**SET PROBLEM**
Summarize the forum post below about Bank of Scotland mortgage arrears in two sentences.

**SOURCE**

# Bank of Scotland - advice on long term deals



## Needshelp (14 Jun 2013)

Hi all - I am trying to help a friend who is dealing with mortgage arrears with bank of Scotland. Does anyone know if they are doing any sort of longer term deals for people who are paying what they can but not likely to be able to increase payments. Is the family home and they don't want to lose it.

Details below and advice appreciated 


Personal and income details
Net (i.e. after tax) Income self: nature of income e.g. self-employed/public servant etc  : 400 pw. 
Income history: e.g. "I was made redundant in June 2011 and have not had any work since..." :  employed mid 50's - pay cuts overtime cuts etc has impacted take home pay 
Net income partner/spouse: nature of income
Income history: partner on long term disability - 188 ow and unable to return to work 
number of children- 1 remaining at home 
Amount of Mortgage Interest Supplement received : don't qualify for same 
Home loan
Lender: bank of Scotland Ireland 
Amount outstanding: - 100k
Value of home: 200k
Interest rate: specify whether tracker or SVR or fixed rate : unsure of rate but it is an svr
Monthly repayment - 830 but only paying 400 
Amount in arrears - 4k

Summary of discussions and agreements with the banke.g. in Marp since Jan 2011 . Have been on interest only since then. 

Been in reduced payments for 18 months or so of400



Other loans and creditors - delete those which don't apply to you
Overdraft - 1,000
Credit Card - 3,000 with ptsb - interest frozen and have agreement to pay 10 euro per week 
Credit Union e.g. Loan of €5,000 against shares of €2,000 - none 
Car loan e.g. 10,000 left at 7% - none 
Family 
Vodafone - unpaid bill 500 euro - repaying 10 per week

Other savings and investments - none 


How important is retaining the family home to you? 
Which of the following best describes your situation?

I really want to keep the family home even if it means having a large mortgage and negative equity for years to come.


Any other relevant information

At the moment 400 is max they can pay and that leaves no room for emergencies etc - given first persons employment situation there is no prospect for income increase in the future and one partner is unable to return to work.

**GIVEN MATERIAL**

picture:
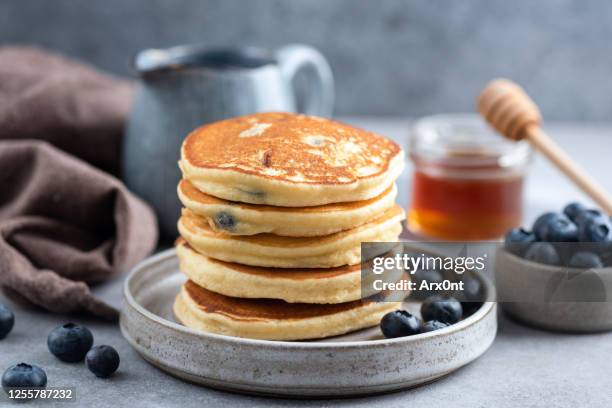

**SOLUTION**
Someone helping a friend in mortgage arrears with Bank of Scotland asks whether the bank offers longer-term deals for people who pay what they can but cannot increase their payments, as the family does not want to lose their home. The details given include 100k outstanding on a home valued at 200k, a monthly repayment of 830 of which only 400 is being paid, arrears of 4k, and no prospect of higher income, since pay and overtime have been cut and the partner is on long-term disability.